:: Exercise requirements ::
I'd like every record given again exactly, please.

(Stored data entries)

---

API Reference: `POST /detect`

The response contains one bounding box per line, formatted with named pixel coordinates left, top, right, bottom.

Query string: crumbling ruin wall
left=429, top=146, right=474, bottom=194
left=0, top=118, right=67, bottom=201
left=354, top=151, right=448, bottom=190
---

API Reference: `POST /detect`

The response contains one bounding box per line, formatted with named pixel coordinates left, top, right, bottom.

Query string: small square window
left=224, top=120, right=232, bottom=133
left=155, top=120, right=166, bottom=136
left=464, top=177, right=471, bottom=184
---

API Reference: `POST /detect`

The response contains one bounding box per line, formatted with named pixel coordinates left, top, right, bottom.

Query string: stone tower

:: Task result ::
---

API Reference: `POST /detect`

The response contains one bounding box per line, formatted with named pixel coordinates left, top, right, bottom.

Query string: crumbling ruin wall
left=429, top=146, right=474, bottom=194
left=0, top=118, right=67, bottom=201
left=354, top=151, right=448, bottom=190
---

API Reference: `POST /detect`

The response contains one bounding box per line, formatted with named pixel coordinates left, top, right, bottom.

Query string: small square window
left=224, top=120, right=232, bottom=133
left=155, top=120, right=166, bottom=136
left=464, top=177, right=471, bottom=184
---

API Reference: `POST /detect`

The response contains one bounding box per line, formatted with named pixel coordinates left, top, right, bottom.

Query string: stone tower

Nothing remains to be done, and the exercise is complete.